▸ Source extract
-.-.-

Coupled Evaluation: Softmax over Product Spaces

When items are evaluated jointly — via systemic constraints in MaxEnt grammar or via shared latent variables in RSA — the distribution over individual items doesn't factorize. This module formalizes the shared pattern:

1. Per-item scores s(i, v) that depend only on one item's value
2. Coupling scores C(f) that evaluate the full assignment jointly
3. Joint probability via softmax: P(f) ∝ exp(Σᵢ s(i, f(i)) + C(f))
4. Marginal probability: P_i(v) = Σ_{f : f(i) = v} P(f)

The key theorem is factorization: when the coupling score is constant (no coupling), the joint factorizes and each marginal equals the independent softmax of its per-item score.

Instances

• MaxEnt systemic constraints (@cite{storme-2026}): items = input→output mappings, coupling = *HOMOPHONY or other systemic constraints. componentScore i v = harmonyScore(classicalConstraints, (inputs i, v)), couplingScore f = -Σₖ wₖ · Sₖ(f).

-.-.-

▸ Provided data
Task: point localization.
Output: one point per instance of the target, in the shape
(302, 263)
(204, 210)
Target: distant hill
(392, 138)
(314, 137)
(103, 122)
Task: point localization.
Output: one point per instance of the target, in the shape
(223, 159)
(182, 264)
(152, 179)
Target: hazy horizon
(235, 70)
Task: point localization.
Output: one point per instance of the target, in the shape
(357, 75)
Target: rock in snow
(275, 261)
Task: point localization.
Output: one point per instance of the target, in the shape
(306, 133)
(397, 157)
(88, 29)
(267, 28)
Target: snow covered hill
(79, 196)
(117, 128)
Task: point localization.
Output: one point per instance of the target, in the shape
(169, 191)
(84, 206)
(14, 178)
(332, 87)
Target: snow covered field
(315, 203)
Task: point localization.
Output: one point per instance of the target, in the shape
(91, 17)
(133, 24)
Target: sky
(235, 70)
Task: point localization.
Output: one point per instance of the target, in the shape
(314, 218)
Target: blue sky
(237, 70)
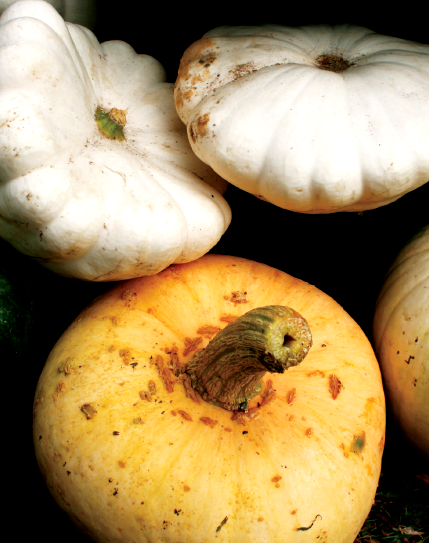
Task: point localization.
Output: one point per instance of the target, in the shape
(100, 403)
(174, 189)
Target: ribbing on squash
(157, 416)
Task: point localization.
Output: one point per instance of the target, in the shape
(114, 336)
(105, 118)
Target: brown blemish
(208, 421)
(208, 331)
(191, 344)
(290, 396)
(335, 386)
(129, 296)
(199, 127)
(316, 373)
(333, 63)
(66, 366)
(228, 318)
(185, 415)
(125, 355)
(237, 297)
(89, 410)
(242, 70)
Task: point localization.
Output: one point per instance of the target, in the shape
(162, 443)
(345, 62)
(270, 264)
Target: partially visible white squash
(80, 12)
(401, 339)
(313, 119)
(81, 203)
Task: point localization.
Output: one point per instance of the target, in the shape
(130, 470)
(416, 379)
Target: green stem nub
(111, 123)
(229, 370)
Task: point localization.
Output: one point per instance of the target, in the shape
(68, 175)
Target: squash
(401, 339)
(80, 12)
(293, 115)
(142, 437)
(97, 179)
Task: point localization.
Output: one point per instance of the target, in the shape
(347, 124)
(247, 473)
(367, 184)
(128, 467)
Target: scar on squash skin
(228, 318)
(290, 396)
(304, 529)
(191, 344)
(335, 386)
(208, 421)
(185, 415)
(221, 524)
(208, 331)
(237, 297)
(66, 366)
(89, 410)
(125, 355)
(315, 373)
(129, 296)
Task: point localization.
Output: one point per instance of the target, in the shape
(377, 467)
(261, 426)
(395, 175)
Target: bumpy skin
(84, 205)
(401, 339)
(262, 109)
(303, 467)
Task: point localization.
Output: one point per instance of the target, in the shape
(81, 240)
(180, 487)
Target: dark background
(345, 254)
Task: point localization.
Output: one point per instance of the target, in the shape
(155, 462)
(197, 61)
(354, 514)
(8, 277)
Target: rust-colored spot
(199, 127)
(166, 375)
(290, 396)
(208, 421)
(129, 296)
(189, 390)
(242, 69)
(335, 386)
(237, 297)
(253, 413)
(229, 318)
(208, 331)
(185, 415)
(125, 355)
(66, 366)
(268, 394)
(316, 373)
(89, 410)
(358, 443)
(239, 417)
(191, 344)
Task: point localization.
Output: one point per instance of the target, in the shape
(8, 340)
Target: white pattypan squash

-.-.-

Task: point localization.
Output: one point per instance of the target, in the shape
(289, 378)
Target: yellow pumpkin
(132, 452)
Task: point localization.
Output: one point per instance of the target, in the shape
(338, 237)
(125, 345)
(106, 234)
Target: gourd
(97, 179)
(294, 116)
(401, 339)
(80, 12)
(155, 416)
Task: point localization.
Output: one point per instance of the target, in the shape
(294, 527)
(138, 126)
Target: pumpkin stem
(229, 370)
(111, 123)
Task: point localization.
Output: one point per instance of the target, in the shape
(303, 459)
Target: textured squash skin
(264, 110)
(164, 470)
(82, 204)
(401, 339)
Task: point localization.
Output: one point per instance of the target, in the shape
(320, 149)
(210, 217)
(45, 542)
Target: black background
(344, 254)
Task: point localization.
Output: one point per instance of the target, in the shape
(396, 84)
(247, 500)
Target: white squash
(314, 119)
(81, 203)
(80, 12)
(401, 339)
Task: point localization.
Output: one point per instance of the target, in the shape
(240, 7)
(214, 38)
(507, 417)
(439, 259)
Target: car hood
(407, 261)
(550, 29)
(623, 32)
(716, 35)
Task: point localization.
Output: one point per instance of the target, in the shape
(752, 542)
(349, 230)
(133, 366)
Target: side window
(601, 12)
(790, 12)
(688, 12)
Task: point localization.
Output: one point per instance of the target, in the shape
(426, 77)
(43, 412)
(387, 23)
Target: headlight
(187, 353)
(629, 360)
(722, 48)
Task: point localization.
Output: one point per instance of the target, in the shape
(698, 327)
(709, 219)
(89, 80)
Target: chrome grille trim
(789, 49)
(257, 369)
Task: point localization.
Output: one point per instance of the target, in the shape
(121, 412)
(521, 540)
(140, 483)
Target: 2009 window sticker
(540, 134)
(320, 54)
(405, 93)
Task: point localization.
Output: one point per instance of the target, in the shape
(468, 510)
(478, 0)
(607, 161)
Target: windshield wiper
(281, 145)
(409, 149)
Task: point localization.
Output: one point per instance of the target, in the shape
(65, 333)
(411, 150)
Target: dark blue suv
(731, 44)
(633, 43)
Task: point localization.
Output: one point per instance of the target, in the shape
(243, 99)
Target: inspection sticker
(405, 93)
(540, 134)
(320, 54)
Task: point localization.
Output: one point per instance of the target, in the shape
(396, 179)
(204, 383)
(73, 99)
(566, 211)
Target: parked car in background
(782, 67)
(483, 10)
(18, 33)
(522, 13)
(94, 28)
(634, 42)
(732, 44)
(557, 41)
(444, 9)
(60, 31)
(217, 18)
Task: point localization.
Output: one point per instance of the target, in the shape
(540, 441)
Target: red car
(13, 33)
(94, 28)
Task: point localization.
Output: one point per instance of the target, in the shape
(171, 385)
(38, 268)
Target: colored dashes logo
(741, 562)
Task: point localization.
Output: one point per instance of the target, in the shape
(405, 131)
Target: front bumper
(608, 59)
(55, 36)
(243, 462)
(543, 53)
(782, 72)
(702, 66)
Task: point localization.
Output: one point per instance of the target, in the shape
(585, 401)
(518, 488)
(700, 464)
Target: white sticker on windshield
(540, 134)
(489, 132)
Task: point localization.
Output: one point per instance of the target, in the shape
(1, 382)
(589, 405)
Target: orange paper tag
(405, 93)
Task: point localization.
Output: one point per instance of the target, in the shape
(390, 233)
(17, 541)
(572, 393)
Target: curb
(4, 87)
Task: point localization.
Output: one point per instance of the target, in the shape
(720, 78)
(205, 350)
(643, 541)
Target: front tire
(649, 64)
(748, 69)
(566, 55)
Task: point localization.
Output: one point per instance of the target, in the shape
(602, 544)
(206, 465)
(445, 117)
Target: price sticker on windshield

-.-.-

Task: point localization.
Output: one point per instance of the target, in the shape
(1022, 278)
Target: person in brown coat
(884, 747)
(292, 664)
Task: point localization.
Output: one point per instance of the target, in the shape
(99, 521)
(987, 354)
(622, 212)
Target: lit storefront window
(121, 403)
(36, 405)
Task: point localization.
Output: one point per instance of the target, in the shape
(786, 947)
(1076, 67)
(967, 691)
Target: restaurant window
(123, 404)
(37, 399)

-.-.-

▸ Objective 1
List the four numbered parts of the shared pattern that the coupled evaluation text formalizes.
▸ Objective 2
From the coupled evaluation text, extract everything from "When items are" down to "its per-item score.".
▸ Objective 3
Extend the coupled evaluation text, picking up after its last sentence.
The rows play no part in what comes next.

▸ Reply 1
1. Per-item scores s(i, v) that depend only on one item's value
2. Coupling scores C(f) that evaluate the full assignment jointly
3. Joint probability via softmax: P(f) ∝ exp(Σᵢ s(i, f(i)) + C(f))
4. Marginal probability: P_i(v) = Σ_{f : f(i) = v} P(f)

▸ Reply 2
When items are evaluated jointly — via systemic constraints in MaxEnt grammar or via shared latent variables in RSA — the distribution over individual items doesn't factorize. This module formalizes the shared pattern:

1. Per-item scores s(i, v) that depend only on one item's value
2. Coupling scores C(f) that evaluate the full assignment jointly
3. Joint probability via softmax: P(f) ∝ exp(Σᵢ s(i, f(i)) + C(f))
4. Marginal probability: P_i(v) = Σ_{f : f(i) = v} P(f)

The key theorem is factorization: when the coupling score is constant (no coupling), the joint factorizes and each marginal equals the independent softmax of its per-item score.

▸ Reply 3
• RSA lexical uncertainty (@cite{bergen-levy-goodman-2016}): the analog is a mixture model rather than a coupled exponential — the listener marginalizes over lexicons: L1(u,w) ∝ prior(w) · Σ_l prior(l) · S1(l,w,u). The algebraic form differs (mixture vs coupled exponential), but the phenomenon is identical: joint evaluation creates dependencies between items that would otherwise be independent, and marginalization recovers individual probabilities that reflect the coupling.

  See RSAConfig.L1agent in Theories/Pragmatics/RSA/Core/Config.lean for the RSA marginalization pattern.

• BToM inference (Core/Agent/BToM.lean): the observer marginalizes over latent mental state variables (percept, belief, desire) to recover world posteriors. worldMarginal(a, w) = Σ_{p,b,d,s,m} joint(a,p,b,d,s,m,w).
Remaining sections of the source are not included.